WHAT IS NEEDED =
Each entry below is to be printed verbatim.

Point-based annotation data
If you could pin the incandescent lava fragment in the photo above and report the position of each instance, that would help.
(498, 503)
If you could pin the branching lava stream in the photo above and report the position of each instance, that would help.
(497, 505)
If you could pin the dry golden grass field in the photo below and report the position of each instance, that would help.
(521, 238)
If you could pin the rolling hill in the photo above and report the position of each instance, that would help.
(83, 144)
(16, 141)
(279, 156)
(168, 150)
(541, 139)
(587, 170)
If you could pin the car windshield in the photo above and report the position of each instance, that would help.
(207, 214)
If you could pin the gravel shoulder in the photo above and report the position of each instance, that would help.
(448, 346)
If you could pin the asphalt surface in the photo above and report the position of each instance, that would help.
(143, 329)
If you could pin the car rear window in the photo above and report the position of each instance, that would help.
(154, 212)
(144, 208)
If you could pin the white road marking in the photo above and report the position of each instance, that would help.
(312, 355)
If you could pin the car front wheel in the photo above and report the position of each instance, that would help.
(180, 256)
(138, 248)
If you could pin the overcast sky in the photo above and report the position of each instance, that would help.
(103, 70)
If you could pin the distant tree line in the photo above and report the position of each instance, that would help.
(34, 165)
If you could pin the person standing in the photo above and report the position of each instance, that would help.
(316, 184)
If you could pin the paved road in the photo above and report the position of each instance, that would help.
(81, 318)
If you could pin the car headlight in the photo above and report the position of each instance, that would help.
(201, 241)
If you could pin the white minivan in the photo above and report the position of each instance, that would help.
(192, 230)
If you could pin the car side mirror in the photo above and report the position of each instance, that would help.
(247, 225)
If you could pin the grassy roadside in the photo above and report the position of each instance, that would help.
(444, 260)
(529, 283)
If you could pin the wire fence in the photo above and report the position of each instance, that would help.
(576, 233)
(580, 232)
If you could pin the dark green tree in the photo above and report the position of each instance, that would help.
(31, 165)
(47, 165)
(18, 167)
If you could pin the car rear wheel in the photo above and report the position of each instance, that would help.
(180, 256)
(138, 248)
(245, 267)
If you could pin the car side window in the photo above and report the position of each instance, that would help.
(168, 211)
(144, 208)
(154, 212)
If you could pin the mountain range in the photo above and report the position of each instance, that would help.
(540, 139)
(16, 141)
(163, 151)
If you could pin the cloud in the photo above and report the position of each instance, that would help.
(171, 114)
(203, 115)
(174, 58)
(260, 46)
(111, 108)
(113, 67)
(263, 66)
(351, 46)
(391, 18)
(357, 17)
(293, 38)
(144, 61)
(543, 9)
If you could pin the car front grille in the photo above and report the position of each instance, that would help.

CORRECT ANSWER =
If you could pin the incandescent lava fragment in the photo above and report the position of each instance, that would help.
(498, 503)
If you could pin the branching lava stream in the photo above and report the position of each instance, that would help.
(497, 505)
If you could pin the dry golden grass field in the photo below and report the position of each instance, that would help.
(521, 238)
If you could pin the rolling hill in the photo above and report the position of each instance, that would help.
(83, 144)
(16, 141)
(279, 156)
(168, 150)
(541, 139)
(587, 170)
If you could pin the car windshield in the photo above and report the position of each instance, that would help.
(207, 214)
If you could pin the gravel shoulder in the photo above and report the position of each instance, that would help.
(448, 346)
If you could pin the asphalt surface in the photo above and report the position of each instance, that would help.
(143, 329)
If you could pin the car rear window in the photo above and report the position of each instance, that would help.
(154, 212)
(144, 208)
If you could pin the white road marking in the photo above and report the position of each instance, that would help.
(312, 355)
If you could pin the car front wheel in the photo above and report the position of each instance, that would help.
(180, 256)
(138, 248)
If you could pin the overcast sky in the photo above and report the position of each instance, that would help.
(103, 70)
If you could pin the distant tree line in the photo above and report the position of each instance, that would help.
(34, 165)
If you could pin the person standing in the photo above and report the position of each instance, that would help.
(316, 184)
If you could pin the paved road in the photo above and report the position of each instance, that would help.
(81, 318)
If you could pin the car headlight in the photo above and report the position of each instance, that would help.
(201, 241)
If you could pin the white minivan in the photo above and report the position of each instance, that would help.
(192, 230)
If you could pin the car side mirror in the photo above and report the position of each instance, that would help.
(247, 225)
If you could pin the grassy roadside in the photo above and report the position of each instance, that would help.
(444, 260)
(529, 283)
If you could pin the wire fence in the photo above and report the position of each instance, that would help.
(576, 233)
(580, 232)
If you could pin the dark green tree in the photo above and report the position of each instance, that would help.
(31, 165)
(47, 165)
(18, 167)
If you could pin the car rear wheel in the photo above and report the position of each instance, that would help.
(180, 256)
(138, 248)
(245, 267)
If you could pin the car side window in the photo above and report the position of each instance, that would help.
(168, 211)
(144, 208)
(154, 212)
If you could pin the mountain range in the photo above and report the position of each instance, that would help.
(540, 139)
(16, 141)
(163, 151)
If you could pin the cloud in the photo above and report the position of each instance, that would help.
(171, 114)
(203, 115)
(174, 58)
(260, 46)
(111, 108)
(113, 67)
(263, 66)
(351, 46)
(391, 18)
(357, 17)
(293, 38)
(144, 61)
(543, 9)
If you could pin the car front grille in the photo above and report the position of each instance, that would help.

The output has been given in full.